Task item>
Continue the vLLM overview text from the end of its last sentence.

Overview

You can use vLLM workers to deploy and serve large language models on Runpod Serverless, delivering fast and efficient inference with automatic scaling. The vLLM worker image can be deployed directly from the Runpod Hub or customized and built from the GitHub repository.

What is vLLM?

vLLM is an open-source inference engine designed to serve large language models efficiently. It maximizes throughput and minimizes latency when running LLM inference workloads. The vLLM worker image includes the vLLM engine with GPU optimizations and support for both OpenAI’s API and Runpod’s native API. You can deploy any supported model from Hugging Face with minimal configuration and start serving requests immediately. The workers run on Runpod Serverless, which automatically scales based on demand.

Pre-built optimization: vLLM workers come with the vLLM inference engine pre-configured, which includes PagedAttention technology for optimized memory usage and faster inference.
OpenAI API compatibility: They provide a drop-in replacement for OpenAI’s API, allowing you to use existing OpenAI client code by simply changing the endpoint URL and API key.
Hugging Face integration: vLLM workers support most models available on Hugging Face, including popular options like Llama 2, Mistral, Gemma, and many others.
Configurable environments: Extensive customization options through environment variables allow you to adjust model parameters, performance settings, and other behaviors.
Auto-scaling architecture: Serverless automatically scales your endpoint from zero to many workers based on demand, billing on a per-second basis.

vLLM uses several advanced techniques to achieve high performance when serving LLMs. Understanding these can help you optimize your deployments and troubleshoot issues.

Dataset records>
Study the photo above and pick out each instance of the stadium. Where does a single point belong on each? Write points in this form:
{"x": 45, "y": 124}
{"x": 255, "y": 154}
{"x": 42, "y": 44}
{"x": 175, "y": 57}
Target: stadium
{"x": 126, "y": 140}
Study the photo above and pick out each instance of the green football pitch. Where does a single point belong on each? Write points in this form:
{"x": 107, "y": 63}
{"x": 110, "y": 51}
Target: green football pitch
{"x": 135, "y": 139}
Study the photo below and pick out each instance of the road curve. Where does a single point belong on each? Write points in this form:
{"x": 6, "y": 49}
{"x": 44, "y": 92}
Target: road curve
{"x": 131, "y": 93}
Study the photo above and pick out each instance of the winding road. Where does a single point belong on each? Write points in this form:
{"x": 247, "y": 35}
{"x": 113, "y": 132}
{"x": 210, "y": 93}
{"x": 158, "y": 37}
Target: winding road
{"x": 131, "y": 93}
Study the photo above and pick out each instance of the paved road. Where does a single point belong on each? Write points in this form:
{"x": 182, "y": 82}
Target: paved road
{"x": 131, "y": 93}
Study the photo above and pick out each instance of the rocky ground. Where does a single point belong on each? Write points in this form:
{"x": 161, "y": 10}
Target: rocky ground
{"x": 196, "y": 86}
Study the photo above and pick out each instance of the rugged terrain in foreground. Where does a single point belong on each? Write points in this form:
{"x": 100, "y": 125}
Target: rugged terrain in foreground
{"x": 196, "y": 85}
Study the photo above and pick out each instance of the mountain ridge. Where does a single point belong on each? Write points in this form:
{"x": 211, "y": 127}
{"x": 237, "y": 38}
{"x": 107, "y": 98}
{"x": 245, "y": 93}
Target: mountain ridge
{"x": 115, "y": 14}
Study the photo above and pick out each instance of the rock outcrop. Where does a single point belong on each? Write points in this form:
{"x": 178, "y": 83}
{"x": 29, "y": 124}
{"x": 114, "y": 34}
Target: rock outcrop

Task answer>
PagedAttention for memory efficiency

PagedAttention is the key innovation in vLLM. It dramatically improves how GPU memory is used during inference. Traditional LLM serving wastes memory by pre-allocating large contiguous blocks for key-value (KV) caches. PagedAttention breaks the KV cache into smaller pages, similar to how operating systems manage memory. This reduces memory waste and allows vLLM to serve more requests concurrently on the same GPU. You can handle higher throughput or serve larger models on smaller GPUs.

Continuous batching

vLLM uses continuous batching (also called dynamic batching) to process multiple requests simultaneously. Unlike traditional batching, which waits for a batch to fill up before processing, continuous batching processes requests as they arrive and adds new requests to the batch as soon as previous ones complete. This keeps your GPU busy and reduces latency for individual requests, especially during periods of variable traffic.

Request lifecycle

When you send a request to a vLLM worker endpoint:

The request arrives at Runpod Serverless infrastructure.
If no worker is available, the request is queued and a worker starts automatically.
The worker loads your model from Hugging Face (or from the pre-baked Docker image).
vLLM processes the request using PagedAttention and continuous batching.
The response is returned to your application.
If there are no more requests, the worker scales down to zero after a configured timeout.

vLLM endpoints use the same /run and /runsync operations as other Runpod Serverless endpoints. The only difference is the input format and the specialized LLM processing inside the worker.

Why use vLLM?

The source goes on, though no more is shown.